▶ **GIVEN PROBLEM**: In the material below, copy word for word the stretch from the line containing "For the image provided above, where is the chimney?" through the line containing "[49,268,208,348]", both lines included.
· · · ·
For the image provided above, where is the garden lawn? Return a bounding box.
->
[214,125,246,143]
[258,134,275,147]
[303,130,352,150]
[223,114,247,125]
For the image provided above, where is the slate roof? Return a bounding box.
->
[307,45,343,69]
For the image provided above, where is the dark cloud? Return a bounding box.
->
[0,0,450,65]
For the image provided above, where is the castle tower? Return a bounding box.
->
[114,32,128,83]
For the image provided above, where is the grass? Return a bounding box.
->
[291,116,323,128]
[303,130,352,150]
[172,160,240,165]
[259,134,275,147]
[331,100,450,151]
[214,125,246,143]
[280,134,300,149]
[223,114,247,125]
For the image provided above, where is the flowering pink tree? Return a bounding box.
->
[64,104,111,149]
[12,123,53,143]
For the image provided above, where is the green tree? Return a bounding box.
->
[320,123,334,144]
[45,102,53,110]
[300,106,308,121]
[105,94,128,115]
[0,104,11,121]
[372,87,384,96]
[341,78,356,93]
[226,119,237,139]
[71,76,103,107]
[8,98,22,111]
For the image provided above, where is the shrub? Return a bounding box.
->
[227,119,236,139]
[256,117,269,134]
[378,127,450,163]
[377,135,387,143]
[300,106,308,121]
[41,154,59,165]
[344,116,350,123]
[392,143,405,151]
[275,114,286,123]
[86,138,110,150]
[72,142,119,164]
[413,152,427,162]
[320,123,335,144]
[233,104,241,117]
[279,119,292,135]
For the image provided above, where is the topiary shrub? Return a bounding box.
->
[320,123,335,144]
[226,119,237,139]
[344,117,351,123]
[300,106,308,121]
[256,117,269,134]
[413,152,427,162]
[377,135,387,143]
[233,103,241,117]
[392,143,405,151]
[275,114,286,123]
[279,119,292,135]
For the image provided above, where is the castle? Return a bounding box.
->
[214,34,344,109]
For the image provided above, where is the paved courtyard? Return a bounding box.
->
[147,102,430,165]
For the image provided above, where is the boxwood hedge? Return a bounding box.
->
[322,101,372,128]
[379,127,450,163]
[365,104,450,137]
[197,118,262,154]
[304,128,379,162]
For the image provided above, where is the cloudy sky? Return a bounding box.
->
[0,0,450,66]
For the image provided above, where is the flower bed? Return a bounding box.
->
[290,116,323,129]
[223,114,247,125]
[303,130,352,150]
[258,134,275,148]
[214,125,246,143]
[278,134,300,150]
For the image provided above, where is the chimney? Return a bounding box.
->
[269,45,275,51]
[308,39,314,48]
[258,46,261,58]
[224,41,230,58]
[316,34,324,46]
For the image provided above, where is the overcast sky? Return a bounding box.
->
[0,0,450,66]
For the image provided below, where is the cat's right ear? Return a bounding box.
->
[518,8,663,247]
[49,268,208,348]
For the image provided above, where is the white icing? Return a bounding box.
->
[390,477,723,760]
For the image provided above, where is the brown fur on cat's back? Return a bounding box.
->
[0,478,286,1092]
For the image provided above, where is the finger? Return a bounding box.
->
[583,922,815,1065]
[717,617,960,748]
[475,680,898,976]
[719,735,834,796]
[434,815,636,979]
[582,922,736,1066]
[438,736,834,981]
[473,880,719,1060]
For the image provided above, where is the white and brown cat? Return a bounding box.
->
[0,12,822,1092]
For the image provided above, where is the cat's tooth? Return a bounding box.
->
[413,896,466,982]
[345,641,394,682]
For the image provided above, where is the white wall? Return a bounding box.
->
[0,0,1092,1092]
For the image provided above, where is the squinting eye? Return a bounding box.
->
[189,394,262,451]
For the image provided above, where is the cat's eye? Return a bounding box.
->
· · · ·
▶ **THE SOLUTION**:
For the image provided above, where is the chimney? Return a bounding box.
->
[269,45,275,51]
[308,39,314,48]
[258,46,261,58]
[224,41,230,58]
[316,34,324,46]
For the image provided above, where is the overcast sky? Return a bounding box.
->
[0,0,450,66]
For the image provided below, where is the cat's right ear? Return a bounding box.
->
[518,8,663,247]
[49,268,208,348]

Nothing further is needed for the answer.